— START Text —

Re: [PATCH v6 06/11] ASoC: renesas: fsi: Move fsi_clk_init()

[sashiko-bot@kernel.org]

Thank you for your contribution! Sashiko AI review found 8 potential issue(s) to consider:

Pre-existing issues:
- [High] The driver releases DMA channels in `fsi_remove` before the devm-managed ALSA component is unregistered, leading to a NULL pointer dereference.
- [High] TOCTOU race condition in `fsi_pio_transfer` leads to a NULL pointer dereference on `io->substream->runtime`.
- [High] Concurrency bug and logic error in `fsi_clk_enable` breaks full-duplex audio and corrupts the shared clock refcount.
- [High] Unintended clearing of shared interrupt status causes dropped interrupts and audio dropouts for concurrent streams.
- [High] Missing cleanup on hardware startup failure leaves a dangling substream pointer, leading to a Use-After-Free.
- [High] Recursive fallback to PIO mode in `fsi_dma_probe` causes a permanent DMA channel leak.
- [Medium] Data race on hardware error registers and error counters causes dropped interrupt events.
- [Medium] PIO transfer functions perform raw 16-bit memory accesses without endianness conversion, corrupting audio on Big-Endian systems.
--

commit 143abdd60b62ddb2bbcd91ac88b1dcc0e574a4ad
Author: bui duc phuc <phucduc.bui@gmail.com>

ASoC: renesas: fsi: Move fsi_clk_init()

Move fsi_clk_init() after set_rate() functions to prepare for subsequent
refactoring.

> diff --git a/sound/soc/renesas/fsi.c b/sound/soc/renesas/fsi.c
> index 3e3c6fd7c56b8..1df7dc0143630 100644
> --- a/sound/soc/renesas/fsi.c
> +++ b/sound/soc/renesas/fsi.c

[ ... ]

[Severity: High]
This is a pre-existing issue, but I wanted to ask about the cleanup
sequence in fsi_remove().

It appears fsi_remove() calls fsi_stream_remove(), which eventually
calls fsi_dma_remove() and sets io->chan to NULL:

fsi_remove()
   fsi_stream_remove()
      fsi_dma_remove()
         io->chan = NULL;

Since the ALSA component is registered with devres, it is unregistered
after fsi_remove() completes. During this devres cleanup, ALSA stops active
streams by invoking fsi_dai_trigger() with SNDRV_PCM_TRIGGER_STOP, which
calls into fsi_dma_push_start_stop():

fsi_dma_push_start_stop() {
        ...
        dmaengine_terminate_all(io->chan);
        ...
}

Does this cause a NULL pointer dereference on unbind if a stream is running?

[Severity: High]
This is a pre-existing issue, but does fsi_pio_transfer() have a race
condition during stream stop?

— END Text —

According to the patch review above, which function called by fsi_remove() eventually calls fsi_dma_remove()?

— START Records shown —

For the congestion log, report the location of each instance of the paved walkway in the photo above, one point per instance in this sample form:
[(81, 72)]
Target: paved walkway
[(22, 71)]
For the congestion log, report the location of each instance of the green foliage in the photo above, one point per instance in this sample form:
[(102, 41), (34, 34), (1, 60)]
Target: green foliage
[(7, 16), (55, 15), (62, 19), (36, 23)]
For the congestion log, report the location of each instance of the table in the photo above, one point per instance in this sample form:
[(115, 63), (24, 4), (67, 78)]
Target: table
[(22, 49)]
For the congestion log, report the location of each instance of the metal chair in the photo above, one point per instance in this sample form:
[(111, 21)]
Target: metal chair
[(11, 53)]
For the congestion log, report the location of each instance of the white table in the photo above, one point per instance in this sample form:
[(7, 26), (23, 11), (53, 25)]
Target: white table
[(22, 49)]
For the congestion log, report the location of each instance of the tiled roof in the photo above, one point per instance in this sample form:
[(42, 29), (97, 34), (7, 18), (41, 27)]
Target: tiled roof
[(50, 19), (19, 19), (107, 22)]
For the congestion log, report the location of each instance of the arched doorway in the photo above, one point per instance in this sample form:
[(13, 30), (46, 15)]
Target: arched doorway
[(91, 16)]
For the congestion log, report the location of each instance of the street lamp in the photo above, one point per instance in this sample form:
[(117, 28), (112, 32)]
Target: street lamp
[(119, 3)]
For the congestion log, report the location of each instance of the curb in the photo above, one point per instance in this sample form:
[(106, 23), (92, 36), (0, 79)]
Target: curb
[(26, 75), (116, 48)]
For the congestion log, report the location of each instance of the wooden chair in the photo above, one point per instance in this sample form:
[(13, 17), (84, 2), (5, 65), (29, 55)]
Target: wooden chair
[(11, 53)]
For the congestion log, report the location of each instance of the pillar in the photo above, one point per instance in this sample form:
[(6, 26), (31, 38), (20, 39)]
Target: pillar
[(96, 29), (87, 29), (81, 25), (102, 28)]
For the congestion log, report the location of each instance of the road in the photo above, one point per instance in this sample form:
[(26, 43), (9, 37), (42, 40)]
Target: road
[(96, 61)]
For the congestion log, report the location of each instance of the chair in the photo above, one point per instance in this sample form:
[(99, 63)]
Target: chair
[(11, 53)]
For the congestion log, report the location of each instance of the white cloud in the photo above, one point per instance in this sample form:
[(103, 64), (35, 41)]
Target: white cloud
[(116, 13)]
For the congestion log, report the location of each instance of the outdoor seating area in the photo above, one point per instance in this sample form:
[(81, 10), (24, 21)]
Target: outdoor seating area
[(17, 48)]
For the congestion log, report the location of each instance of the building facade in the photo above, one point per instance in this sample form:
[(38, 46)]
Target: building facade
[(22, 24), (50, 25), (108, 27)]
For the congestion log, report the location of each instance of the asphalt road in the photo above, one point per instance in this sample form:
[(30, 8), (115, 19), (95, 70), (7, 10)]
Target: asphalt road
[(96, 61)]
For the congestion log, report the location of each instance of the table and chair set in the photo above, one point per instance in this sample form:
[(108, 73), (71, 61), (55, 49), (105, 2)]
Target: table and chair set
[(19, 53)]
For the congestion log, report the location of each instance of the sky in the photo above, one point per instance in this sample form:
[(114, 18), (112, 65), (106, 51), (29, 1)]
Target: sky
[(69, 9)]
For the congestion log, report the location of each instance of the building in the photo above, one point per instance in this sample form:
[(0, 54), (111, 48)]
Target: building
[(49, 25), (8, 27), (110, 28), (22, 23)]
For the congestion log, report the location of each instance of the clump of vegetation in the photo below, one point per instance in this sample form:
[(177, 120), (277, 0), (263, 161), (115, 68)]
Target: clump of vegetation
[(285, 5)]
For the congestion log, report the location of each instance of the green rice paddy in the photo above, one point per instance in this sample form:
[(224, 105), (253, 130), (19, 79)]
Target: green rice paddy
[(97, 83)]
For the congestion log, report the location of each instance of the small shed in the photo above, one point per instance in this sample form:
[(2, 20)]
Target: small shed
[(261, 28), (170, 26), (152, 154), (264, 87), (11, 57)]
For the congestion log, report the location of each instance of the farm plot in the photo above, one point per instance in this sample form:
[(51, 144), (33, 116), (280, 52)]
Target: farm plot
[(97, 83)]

— END Records shown —

Answer to this exercise
fsi_stream_remove()